**TEXTO FORNECIDO**:
►

A igreja foi alvo de uma intervenção cuidada, que visou a conciliação do espaço, retirando do seu interior os elementos arquitetónicos que adulteravam o desenho original da igreja, como o guarda-vento. Retiraram-se igualmente, as pranchas de madeira e a areia colocadas nos anos oitenta, revelaram sete lápides tumulares de figuras da história da Misericórdia, benfeitores e fundadores da irmandade como Francisco Caldeira Freire, Lourenço Caldeira, Duarte Rodrigues ou Miguel Pinheiro, este último capelão de D. Jorge de Lencastre, mestre da Ordem de Santiago. Simultaneamente houve um extenso trabalho de conservação e restauro quer dos elementos decorativos como construtivos. A obra foi pautada por ações que respeitaram os conceitos, os métodos, as técnicas e as boas práticas de reabilitação do património.

Retábulo

O retábulo pictórico, que se encontra na igreja da Misericórdia, é da autoria de Giraldo Fernandes do Prado e foi executado em 1590 por encomenda do provedor Francisco de Andrada, cronista-mor do reino.

De invocação mariana, é composto por seis pinturas a óleo sobre madeira de carvalho. Estas retratam cenas da vida da Virgem Maria, uma das quais é a Visitação de Nossa Senhora a sua prima Santa Isabel, pintura central do painel. Esta cena encontra-se em destaque por ser Nossa Senhora da Visitação a padroeira da Misericórdia de Almada, escolhida pelos irmãos da confraria porque nesse dia fez Nossa Senhora misericórdia quando visitou sua prima.

◄

Copie tal como está, no texto sobre a igreja da Misericórdia, o trecho que começa em "A igreja foi" e termina em "reabilitação do património.".

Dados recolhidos

►

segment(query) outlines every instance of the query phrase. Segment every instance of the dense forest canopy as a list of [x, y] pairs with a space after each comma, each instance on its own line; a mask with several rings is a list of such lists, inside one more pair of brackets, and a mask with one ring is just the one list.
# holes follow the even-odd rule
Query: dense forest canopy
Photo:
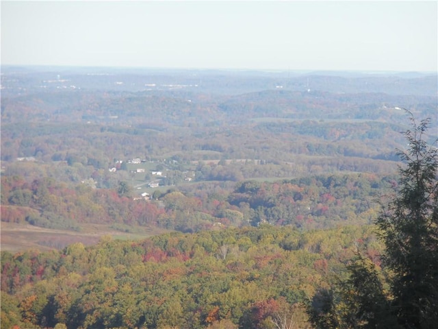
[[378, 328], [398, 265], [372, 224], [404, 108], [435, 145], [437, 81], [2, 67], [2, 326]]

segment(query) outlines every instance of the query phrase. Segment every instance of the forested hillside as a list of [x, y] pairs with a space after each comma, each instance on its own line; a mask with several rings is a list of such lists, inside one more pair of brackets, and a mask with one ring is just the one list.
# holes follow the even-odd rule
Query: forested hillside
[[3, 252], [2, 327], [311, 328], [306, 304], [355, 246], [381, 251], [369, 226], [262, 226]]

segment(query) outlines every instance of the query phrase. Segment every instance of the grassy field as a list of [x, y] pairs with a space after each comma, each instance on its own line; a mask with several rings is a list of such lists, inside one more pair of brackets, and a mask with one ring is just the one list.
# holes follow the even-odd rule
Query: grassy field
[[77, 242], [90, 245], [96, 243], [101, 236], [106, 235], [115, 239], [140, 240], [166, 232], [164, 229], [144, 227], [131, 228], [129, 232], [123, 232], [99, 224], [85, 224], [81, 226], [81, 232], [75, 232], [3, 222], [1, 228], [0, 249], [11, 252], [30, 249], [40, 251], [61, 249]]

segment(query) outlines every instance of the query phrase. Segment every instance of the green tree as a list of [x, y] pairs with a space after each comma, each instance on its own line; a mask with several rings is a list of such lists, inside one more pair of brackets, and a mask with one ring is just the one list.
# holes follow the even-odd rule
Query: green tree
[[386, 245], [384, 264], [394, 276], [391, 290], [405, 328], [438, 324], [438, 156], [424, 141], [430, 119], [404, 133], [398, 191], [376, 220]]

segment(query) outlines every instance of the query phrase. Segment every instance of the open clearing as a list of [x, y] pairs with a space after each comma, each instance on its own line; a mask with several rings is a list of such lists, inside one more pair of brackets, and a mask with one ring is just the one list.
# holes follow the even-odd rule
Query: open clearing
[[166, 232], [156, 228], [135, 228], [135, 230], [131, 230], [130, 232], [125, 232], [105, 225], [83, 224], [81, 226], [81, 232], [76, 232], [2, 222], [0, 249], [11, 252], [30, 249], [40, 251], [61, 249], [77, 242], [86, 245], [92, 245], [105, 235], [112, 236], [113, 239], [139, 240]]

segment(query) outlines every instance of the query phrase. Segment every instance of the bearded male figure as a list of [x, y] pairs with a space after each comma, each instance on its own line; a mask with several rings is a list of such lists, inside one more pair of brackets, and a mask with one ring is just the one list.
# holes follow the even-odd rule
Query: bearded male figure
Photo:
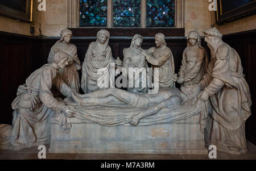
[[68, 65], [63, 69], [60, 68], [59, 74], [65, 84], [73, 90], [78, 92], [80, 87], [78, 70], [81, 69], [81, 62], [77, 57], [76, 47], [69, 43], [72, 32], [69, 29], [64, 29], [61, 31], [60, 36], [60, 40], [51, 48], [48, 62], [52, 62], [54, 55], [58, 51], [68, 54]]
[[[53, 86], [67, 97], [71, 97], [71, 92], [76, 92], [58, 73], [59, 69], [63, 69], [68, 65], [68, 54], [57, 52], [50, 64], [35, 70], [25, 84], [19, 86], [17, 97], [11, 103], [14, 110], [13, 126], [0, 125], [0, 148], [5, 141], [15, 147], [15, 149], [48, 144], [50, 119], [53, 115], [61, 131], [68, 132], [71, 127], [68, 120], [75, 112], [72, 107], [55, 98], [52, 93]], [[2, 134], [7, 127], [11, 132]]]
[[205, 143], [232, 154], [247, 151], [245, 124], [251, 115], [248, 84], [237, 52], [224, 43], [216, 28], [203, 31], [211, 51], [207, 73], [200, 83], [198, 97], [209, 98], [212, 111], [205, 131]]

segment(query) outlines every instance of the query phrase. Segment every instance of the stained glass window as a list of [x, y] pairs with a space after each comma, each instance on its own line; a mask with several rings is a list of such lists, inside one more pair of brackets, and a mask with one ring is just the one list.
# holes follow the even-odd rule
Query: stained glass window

◄

**RESPOSTA**:
A igreja foi alvo de uma intervenção cuidada, que visou a conciliação do espaço, retirando do seu interior os elementos arquitetónicos que adulteravam o desenho original da igreja, como o guarda-vento. Retiraram-se igualmente, as pranchas de madeira e a areia colocadas nos anos oitenta, revelaram sete lápides tumulares de figuras da história da Misericórdia, benfeitores e fundadores da irmandade como Francisco Caldeira Freire, Lourenço Caldeira, Duarte Rodrigues ou Miguel Pinheiro, este último capelão de D. Jorge de Lencastre, mestre da Ordem de Santiago. Simultaneamente houve um extenso trabalho de conservação e restauro quer dos elementos decorativos como construtivos. A obra foi pautada por ações que respeitaram os conceitos, os métodos, as técnicas e as boas práticas de reabilitação do património.